#### Dataset extract:

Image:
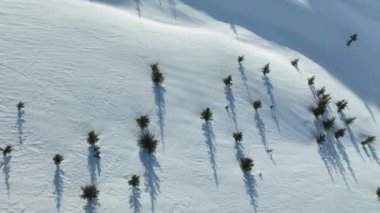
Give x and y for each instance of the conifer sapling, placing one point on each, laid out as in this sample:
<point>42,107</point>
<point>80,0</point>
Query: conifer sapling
<point>328,124</point>
<point>256,104</point>
<point>265,70</point>
<point>148,142</point>
<point>310,81</point>
<point>134,181</point>
<point>295,63</point>
<point>349,120</point>
<point>20,105</point>
<point>157,76</point>
<point>227,81</point>
<point>89,192</point>
<point>320,138</point>
<point>92,138</point>
<point>143,121</point>
<point>57,159</point>
<point>7,150</point>
<point>206,115</point>
<point>246,164</point>
<point>339,133</point>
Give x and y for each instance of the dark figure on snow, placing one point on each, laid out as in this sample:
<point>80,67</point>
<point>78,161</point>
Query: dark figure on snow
<point>353,38</point>
<point>97,151</point>
<point>240,59</point>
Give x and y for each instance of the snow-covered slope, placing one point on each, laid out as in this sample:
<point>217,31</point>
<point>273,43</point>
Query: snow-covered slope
<point>84,65</point>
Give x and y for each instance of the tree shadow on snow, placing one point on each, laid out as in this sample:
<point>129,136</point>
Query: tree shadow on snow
<point>342,151</point>
<point>19,124</point>
<point>250,187</point>
<point>152,182</point>
<point>231,103</point>
<point>261,128</point>
<point>159,100</point>
<point>138,7</point>
<point>134,200</point>
<point>269,86</point>
<point>58,187</point>
<point>351,134</point>
<point>208,132</point>
<point>330,155</point>
<point>372,152</point>
<point>91,206</point>
<point>249,179</point>
<point>93,163</point>
<point>173,10</point>
<point>245,81</point>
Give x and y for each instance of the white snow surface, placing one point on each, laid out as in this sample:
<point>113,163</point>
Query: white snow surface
<point>85,65</point>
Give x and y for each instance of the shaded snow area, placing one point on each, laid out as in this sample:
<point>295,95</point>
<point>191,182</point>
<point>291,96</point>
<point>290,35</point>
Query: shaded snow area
<point>82,66</point>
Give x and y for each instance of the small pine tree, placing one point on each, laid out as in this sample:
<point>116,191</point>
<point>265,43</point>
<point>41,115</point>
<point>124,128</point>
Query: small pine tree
<point>310,81</point>
<point>227,81</point>
<point>368,140</point>
<point>325,98</point>
<point>256,104</point>
<point>342,104</point>
<point>295,63</point>
<point>318,110</point>
<point>92,138</point>
<point>265,70</point>
<point>148,142</point>
<point>339,133</point>
<point>7,150</point>
<point>240,59</point>
<point>134,181</point>
<point>157,76</point>
<point>321,91</point>
<point>329,123</point>
<point>238,136</point>
<point>353,38</point>
<point>57,159</point>
<point>246,164</point>
<point>20,105</point>
<point>349,121</point>
<point>206,115</point>
<point>320,138</point>
<point>89,192</point>
<point>143,121</point>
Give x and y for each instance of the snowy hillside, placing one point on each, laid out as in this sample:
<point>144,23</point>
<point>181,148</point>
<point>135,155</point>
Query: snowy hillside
<point>85,65</point>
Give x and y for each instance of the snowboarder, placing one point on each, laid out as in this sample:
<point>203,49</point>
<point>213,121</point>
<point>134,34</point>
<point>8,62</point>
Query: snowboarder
<point>240,59</point>
<point>295,63</point>
<point>97,152</point>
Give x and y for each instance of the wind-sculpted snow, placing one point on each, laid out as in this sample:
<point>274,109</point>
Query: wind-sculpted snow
<point>82,66</point>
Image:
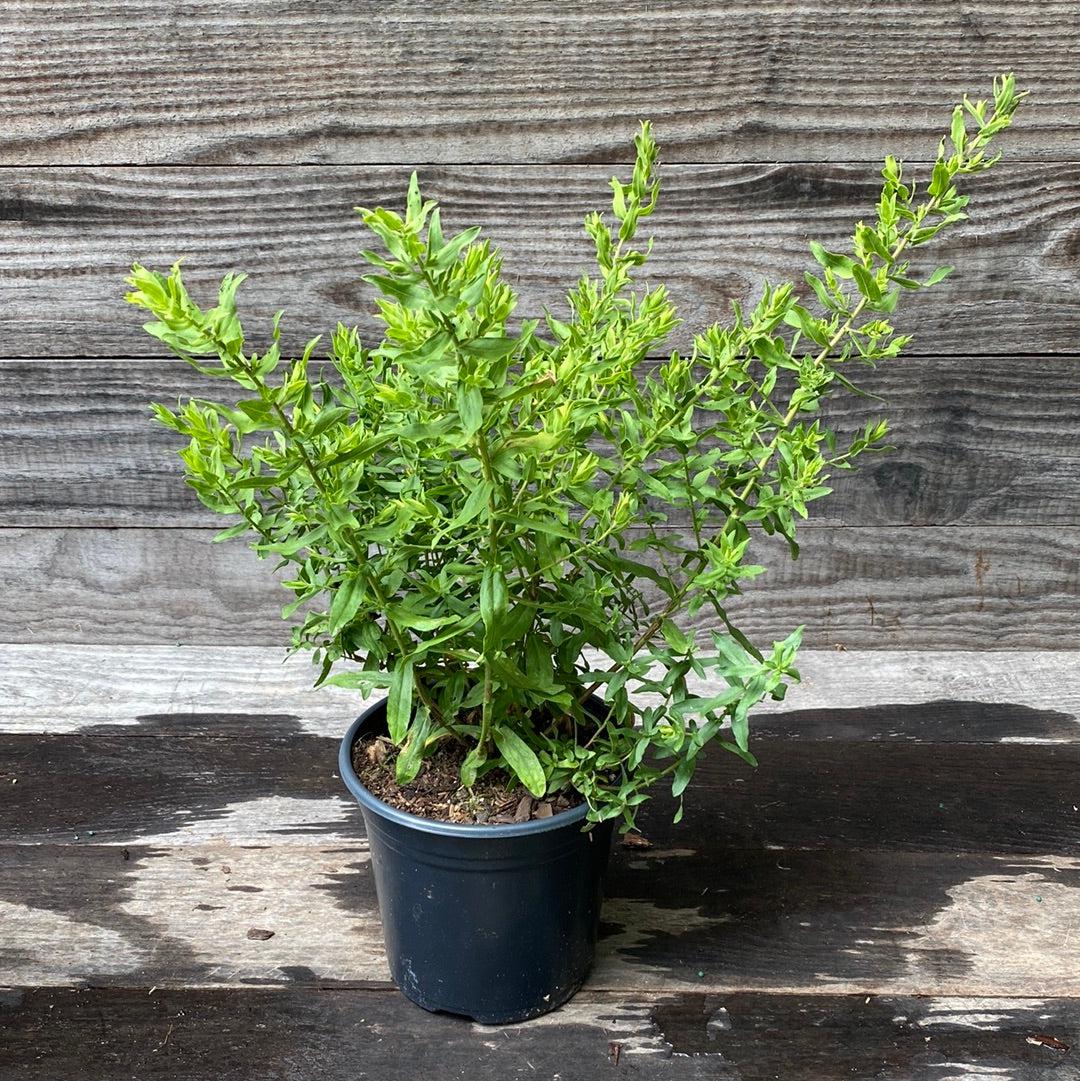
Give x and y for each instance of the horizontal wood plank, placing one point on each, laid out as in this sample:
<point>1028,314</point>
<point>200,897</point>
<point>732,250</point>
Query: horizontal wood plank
<point>1030,696</point>
<point>522,82</point>
<point>986,441</point>
<point>839,920</point>
<point>68,236</point>
<point>279,787</point>
<point>931,588</point>
<point>83,1035</point>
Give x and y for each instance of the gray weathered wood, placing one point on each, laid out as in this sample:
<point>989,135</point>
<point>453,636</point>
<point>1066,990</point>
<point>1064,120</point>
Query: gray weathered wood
<point>951,588</point>
<point>839,920</point>
<point>977,440</point>
<point>1009,696</point>
<point>85,1035</point>
<point>277,786</point>
<point>67,237</point>
<point>525,82</point>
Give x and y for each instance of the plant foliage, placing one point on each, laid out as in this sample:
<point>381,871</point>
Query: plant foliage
<point>512,530</point>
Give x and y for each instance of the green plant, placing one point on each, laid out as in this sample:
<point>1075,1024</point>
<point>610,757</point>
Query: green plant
<point>480,518</point>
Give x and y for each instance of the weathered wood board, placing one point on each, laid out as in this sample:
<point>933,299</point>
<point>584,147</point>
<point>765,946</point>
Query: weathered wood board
<point>933,588</point>
<point>977,440</point>
<point>68,236</point>
<point>697,917</point>
<point>84,1035</point>
<point>378,82</point>
<point>1011,696</point>
<point>105,786</point>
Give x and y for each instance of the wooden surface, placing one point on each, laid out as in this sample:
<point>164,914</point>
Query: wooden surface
<point>344,1035</point>
<point>68,237</point>
<point>374,82</point>
<point>130,137</point>
<point>893,893</point>
<point>977,441</point>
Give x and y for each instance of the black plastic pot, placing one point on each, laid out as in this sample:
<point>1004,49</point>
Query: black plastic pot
<point>494,922</point>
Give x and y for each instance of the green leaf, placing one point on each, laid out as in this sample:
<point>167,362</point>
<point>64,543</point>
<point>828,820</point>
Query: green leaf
<point>399,703</point>
<point>521,759</point>
<point>840,265</point>
<point>676,638</point>
<point>348,597</point>
<point>365,679</point>
<point>411,757</point>
<point>493,599</point>
<point>866,283</point>
<point>940,275</point>
<point>470,409</point>
<point>328,418</point>
<point>490,348</point>
<point>448,254</point>
<point>232,531</point>
<point>408,617</point>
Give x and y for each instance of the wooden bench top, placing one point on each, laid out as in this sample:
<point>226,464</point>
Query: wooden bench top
<point>895,892</point>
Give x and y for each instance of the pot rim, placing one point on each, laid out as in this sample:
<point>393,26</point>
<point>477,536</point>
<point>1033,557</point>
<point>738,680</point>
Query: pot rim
<point>474,830</point>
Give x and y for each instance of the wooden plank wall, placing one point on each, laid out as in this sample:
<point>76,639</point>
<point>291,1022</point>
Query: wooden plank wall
<point>241,135</point>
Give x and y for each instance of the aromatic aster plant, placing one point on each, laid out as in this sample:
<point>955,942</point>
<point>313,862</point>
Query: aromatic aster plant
<point>511,529</point>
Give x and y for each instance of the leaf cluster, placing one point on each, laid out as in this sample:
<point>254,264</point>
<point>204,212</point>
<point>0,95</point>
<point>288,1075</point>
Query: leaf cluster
<point>511,529</point>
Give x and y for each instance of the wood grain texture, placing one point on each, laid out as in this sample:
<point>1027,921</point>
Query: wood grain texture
<point>279,787</point>
<point>839,920</point>
<point>930,588</point>
<point>397,82</point>
<point>981,441</point>
<point>68,236</point>
<point>1009,696</point>
<point>84,1035</point>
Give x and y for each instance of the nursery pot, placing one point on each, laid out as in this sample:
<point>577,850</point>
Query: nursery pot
<point>494,922</point>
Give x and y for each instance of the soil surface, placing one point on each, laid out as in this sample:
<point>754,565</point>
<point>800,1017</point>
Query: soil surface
<point>437,791</point>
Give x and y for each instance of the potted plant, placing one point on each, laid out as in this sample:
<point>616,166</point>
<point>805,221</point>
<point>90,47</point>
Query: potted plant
<point>505,528</point>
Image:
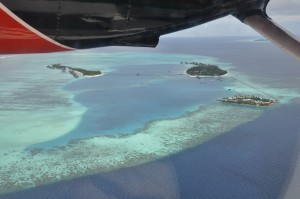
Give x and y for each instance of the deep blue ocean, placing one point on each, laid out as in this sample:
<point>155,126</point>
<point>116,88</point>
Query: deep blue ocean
<point>253,160</point>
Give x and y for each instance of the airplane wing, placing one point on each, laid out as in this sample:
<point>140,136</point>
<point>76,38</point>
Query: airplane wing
<point>40,26</point>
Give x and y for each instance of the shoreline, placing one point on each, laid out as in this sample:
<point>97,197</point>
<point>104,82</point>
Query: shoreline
<point>205,75</point>
<point>89,76</point>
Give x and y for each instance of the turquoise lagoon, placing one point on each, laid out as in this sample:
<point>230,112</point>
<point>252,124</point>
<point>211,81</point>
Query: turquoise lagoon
<point>144,107</point>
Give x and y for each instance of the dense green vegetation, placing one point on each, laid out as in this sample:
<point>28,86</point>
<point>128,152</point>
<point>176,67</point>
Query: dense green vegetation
<point>249,100</point>
<point>201,69</point>
<point>83,71</point>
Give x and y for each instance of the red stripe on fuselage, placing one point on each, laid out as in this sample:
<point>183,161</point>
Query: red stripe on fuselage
<point>18,37</point>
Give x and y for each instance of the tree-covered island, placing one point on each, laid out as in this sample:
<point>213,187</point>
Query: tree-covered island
<point>249,100</point>
<point>76,72</point>
<point>200,69</point>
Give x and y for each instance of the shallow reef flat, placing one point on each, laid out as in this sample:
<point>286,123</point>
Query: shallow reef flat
<point>25,169</point>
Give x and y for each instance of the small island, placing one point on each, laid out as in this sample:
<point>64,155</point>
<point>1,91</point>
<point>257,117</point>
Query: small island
<point>201,69</point>
<point>249,100</point>
<point>76,72</point>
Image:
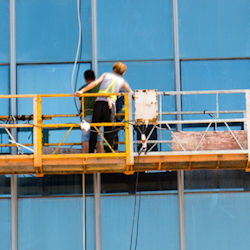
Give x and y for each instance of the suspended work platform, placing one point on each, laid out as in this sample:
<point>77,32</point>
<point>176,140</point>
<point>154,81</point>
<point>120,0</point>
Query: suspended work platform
<point>201,138</point>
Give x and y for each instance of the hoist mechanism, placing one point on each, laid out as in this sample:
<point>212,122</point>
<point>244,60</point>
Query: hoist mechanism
<point>148,138</point>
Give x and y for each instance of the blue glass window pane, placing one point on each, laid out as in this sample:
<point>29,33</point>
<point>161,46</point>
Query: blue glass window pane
<point>138,29</point>
<point>221,216</point>
<point>47,31</point>
<point>4,31</point>
<point>5,224</point>
<point>214,28</point>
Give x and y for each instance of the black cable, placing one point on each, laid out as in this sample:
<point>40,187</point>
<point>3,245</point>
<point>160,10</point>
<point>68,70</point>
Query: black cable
<point>77,73</point>
<point>133,222</point>
<point>138,219</point>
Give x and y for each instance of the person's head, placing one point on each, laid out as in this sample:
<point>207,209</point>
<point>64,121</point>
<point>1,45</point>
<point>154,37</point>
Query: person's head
<point>119,68</point>
<point>89,75</point>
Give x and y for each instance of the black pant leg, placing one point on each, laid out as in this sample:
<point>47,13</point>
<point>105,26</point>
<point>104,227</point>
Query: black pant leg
<point>108,131</point>
<point>93,133</point>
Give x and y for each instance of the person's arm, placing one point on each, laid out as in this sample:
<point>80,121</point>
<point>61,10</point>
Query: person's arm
<point>126,87</point>
<point>91,85</point>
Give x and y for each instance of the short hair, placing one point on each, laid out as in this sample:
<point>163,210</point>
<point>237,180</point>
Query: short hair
<point>119,68</point>
<point>89,74</point>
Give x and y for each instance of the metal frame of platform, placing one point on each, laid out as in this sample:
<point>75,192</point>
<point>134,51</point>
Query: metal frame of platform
<point>126,162</point>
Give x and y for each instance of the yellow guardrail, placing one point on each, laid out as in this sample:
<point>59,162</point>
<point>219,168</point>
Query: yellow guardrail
<point>38,127</point>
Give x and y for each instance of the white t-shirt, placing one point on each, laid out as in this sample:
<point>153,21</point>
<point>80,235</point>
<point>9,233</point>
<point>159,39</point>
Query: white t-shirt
<point>110,78</point>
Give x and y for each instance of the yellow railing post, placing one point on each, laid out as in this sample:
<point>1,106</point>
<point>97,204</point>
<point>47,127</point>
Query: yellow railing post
<point>128,141</point>
<point>37,131</point>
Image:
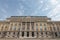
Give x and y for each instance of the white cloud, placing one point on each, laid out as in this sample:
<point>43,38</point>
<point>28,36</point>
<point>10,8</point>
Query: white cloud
<point>3,10</point>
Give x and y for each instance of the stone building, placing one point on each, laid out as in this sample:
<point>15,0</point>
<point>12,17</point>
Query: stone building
<point>29,27</point>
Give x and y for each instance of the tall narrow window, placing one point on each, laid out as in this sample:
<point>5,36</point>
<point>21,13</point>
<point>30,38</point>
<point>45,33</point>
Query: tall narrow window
<point>32,25</point>
<point>22,34</point>
<point>37,27</point>
<point>23,25</point>
<point>14,28</point>
<point>27,34</point>
<point>32,34</point>
<point>45,27</point>
<point>40,27</point>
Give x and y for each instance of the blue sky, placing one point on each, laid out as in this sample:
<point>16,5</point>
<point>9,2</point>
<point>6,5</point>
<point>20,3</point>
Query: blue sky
<point>50,8</point>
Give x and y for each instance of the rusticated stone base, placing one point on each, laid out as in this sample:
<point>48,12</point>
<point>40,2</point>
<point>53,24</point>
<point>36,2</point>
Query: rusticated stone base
<point>28,39</point>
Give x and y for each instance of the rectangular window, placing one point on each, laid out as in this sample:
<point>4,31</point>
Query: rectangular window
<point>28,25</point>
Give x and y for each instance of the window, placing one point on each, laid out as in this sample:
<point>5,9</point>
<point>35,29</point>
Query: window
<point>40,27</point>
<point>27,34</point>
<point>32,25</point>
<point>54,28</point>
<point>32,34</point>
<point>45,27</point>
<point>23,25</point>
<point>18,28</point>
<point>36,26</point>
<point>22,34</point>
<point>56,34</point>
<point>14,28</point>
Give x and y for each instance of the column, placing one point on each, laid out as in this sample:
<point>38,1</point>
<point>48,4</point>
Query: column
<point>20,34</point>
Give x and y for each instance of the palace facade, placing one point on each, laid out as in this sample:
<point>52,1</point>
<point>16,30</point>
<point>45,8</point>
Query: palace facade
<point>29,27</point>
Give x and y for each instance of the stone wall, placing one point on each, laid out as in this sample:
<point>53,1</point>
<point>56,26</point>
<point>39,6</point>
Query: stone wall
<point>27,39</point>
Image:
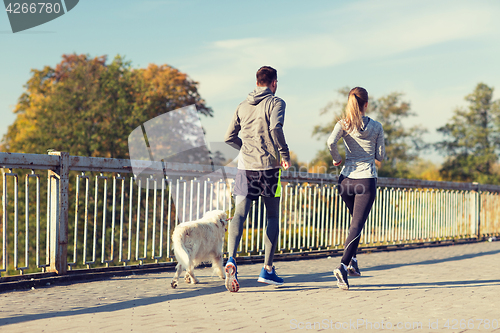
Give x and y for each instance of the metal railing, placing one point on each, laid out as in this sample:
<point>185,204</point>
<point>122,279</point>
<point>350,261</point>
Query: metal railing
<point>87,212</point>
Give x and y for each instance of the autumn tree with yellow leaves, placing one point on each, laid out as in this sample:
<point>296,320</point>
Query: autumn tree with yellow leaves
<point>88,107</point>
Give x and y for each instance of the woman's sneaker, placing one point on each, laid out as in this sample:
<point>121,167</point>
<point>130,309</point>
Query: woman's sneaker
<point>353,268</point>
<point>232,276</point>
<point>341,275</point>
<point>270,278</point>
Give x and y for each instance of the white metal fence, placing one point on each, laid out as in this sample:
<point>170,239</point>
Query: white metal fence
<point>63,212</point>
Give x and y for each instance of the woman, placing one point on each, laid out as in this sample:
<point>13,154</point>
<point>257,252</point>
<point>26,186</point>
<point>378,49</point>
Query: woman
<point>364,143</point>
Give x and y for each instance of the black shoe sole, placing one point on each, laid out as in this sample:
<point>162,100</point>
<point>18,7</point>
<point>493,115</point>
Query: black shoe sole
<point>340,280</point>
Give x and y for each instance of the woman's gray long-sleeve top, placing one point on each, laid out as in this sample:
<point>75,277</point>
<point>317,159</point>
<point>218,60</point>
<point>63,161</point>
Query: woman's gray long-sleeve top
<point>362,148</point>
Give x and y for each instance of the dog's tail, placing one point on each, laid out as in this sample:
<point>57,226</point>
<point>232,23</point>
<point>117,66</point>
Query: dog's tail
<point>180,251</point>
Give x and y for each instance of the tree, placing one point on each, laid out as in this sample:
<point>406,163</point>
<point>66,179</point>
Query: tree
<point>472,139</point>
<point>402,144</point>
<point>88,107</point>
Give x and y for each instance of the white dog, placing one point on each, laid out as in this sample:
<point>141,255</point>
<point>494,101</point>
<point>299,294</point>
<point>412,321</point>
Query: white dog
<point>197,242</point>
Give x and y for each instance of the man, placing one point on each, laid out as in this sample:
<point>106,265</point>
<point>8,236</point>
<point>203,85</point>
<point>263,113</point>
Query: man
<point>259,122</point>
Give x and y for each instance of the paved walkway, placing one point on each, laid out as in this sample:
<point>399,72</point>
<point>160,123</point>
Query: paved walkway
<point>452,289</point>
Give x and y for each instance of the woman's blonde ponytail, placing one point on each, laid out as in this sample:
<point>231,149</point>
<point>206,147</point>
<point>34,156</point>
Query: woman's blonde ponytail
<point>352,119</point>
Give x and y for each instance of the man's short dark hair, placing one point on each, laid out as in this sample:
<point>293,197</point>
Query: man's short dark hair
<point>266,75</point>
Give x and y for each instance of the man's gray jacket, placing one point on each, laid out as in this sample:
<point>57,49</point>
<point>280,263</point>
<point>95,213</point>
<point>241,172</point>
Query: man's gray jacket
<point>259,122</point>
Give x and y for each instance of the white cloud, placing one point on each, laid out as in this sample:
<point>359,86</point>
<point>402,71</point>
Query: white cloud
<point>368,31</point>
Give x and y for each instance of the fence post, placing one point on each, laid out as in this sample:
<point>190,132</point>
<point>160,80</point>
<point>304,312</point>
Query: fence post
<point>478,196</point>
<point>58,221</point>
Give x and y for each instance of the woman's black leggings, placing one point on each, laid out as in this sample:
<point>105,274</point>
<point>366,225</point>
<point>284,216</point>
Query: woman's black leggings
<point>358,195</point>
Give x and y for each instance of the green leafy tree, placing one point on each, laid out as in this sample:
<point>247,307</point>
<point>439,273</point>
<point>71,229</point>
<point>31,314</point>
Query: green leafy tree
<point>88,107</point>
<point>403,144</point>
<point>472,139</point>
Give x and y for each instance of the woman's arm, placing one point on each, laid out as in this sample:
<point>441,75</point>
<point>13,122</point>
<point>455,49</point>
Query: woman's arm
<point>337,133</point>
<point>380,147</point>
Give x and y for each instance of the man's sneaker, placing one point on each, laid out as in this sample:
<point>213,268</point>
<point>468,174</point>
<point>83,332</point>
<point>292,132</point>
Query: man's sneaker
<point>341,275</point>
<point>353,268</point>
<point>232,276</point>
<point>270,278</point>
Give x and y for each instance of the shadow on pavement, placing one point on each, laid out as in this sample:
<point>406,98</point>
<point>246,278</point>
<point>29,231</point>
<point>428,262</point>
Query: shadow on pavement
<point>324,279</point>
<point>430,262</point>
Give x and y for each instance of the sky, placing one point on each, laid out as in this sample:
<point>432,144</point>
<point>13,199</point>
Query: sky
<point>434,52</point>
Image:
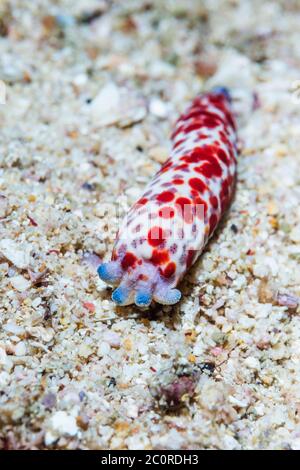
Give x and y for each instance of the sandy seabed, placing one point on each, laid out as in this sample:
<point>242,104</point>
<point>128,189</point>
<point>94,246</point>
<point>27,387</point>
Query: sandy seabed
<point>92,90</point>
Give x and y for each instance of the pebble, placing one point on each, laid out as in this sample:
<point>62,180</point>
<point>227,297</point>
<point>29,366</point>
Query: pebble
<point>20,349</point>
<point>17,254</point>
<point>252,363</point>
<point>20,283</point>
<point>60,424</point>
<point>85,351</point>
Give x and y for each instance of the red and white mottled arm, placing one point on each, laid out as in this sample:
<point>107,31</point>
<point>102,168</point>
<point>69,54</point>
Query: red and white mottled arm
<point>164,233</point>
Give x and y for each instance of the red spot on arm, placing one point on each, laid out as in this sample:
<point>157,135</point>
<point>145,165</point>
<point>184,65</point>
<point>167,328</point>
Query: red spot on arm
<point>166,196</point>
<point>128,261</point>
<point>169,270</point>
<point>156,236</point>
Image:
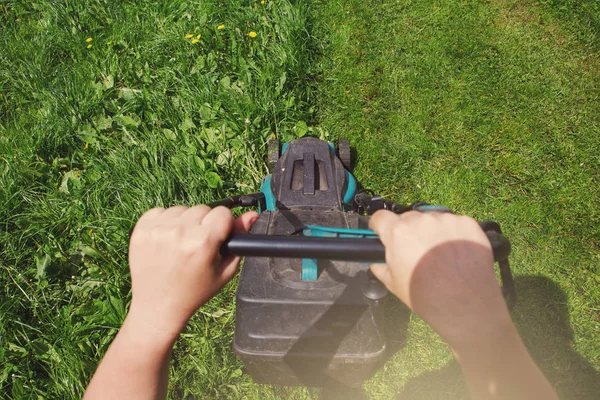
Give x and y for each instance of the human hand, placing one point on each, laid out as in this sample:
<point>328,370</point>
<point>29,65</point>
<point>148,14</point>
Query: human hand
<point>176,266</point>
<point>441,266</point>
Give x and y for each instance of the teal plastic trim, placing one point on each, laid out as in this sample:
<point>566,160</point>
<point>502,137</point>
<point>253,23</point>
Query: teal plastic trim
<point>350,189</point>
<point>309,266</point>
<point>265,188</point>
<point>310,269</point>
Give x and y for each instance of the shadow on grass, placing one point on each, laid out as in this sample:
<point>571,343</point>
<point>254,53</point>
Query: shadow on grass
<point>542,318</point>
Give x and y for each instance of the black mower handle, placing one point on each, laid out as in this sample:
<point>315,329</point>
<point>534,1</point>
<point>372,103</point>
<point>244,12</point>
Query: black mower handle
<point>342,249</point>
<point>346,249</point>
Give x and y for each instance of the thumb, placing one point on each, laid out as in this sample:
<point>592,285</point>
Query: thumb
<point>383,273</point>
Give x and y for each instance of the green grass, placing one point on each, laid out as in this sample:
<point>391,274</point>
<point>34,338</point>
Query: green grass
<point>489,107</point>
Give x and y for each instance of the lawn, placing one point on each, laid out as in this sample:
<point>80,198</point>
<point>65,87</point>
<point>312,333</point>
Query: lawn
<point>489,107</point>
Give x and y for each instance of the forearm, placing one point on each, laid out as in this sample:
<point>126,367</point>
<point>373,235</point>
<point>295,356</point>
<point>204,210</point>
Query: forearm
<point>503,369</point>
<point>135,366</point>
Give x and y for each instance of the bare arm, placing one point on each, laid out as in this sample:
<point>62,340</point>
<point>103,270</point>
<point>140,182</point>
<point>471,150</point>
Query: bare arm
<point>441,266</point>
<point>175,268</point>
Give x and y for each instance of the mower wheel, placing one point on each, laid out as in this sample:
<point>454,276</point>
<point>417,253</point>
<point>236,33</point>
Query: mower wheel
<point>344,153</point>
<point>273,154</point>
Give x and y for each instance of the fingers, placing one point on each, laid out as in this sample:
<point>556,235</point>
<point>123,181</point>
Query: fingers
<point>383,273</point>
<point>220,223</point>
<point>195,215</point>
<point>382,222</point>
<point>244,222</point>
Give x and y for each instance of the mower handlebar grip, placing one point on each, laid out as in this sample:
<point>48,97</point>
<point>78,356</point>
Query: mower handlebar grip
<point>341,249</point>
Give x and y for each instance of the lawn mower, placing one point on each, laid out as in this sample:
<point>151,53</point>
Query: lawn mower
<point>309,312</point>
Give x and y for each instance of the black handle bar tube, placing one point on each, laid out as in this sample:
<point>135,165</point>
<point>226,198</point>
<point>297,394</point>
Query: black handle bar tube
<point>341,249</point>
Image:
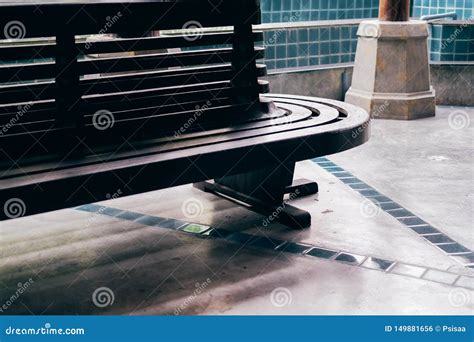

#### Work order:
An exact copy of the lines above, from the one containing "<point>28,36</point>" down to the one containing "<point>30,38</point>" and including both, is the whole answer; retype it and nothing else.

#### Answer to this problem:
<point>28,36</point>
<point>10,8</point>
Query: white cloud
<point>3,10</point>
Give x and y for each instance of the stone building, placing one point on each, laid out as in this sample:
<point>15,0</point>
<point>12,17</point>
Query: stone building
<point>29,27</point>
Give x and y for each instance of the tall narrow window, placing one point on each, laid out as in this sample:
<point>5,36</point>
<point>21,13</point>
<point>30,38</point>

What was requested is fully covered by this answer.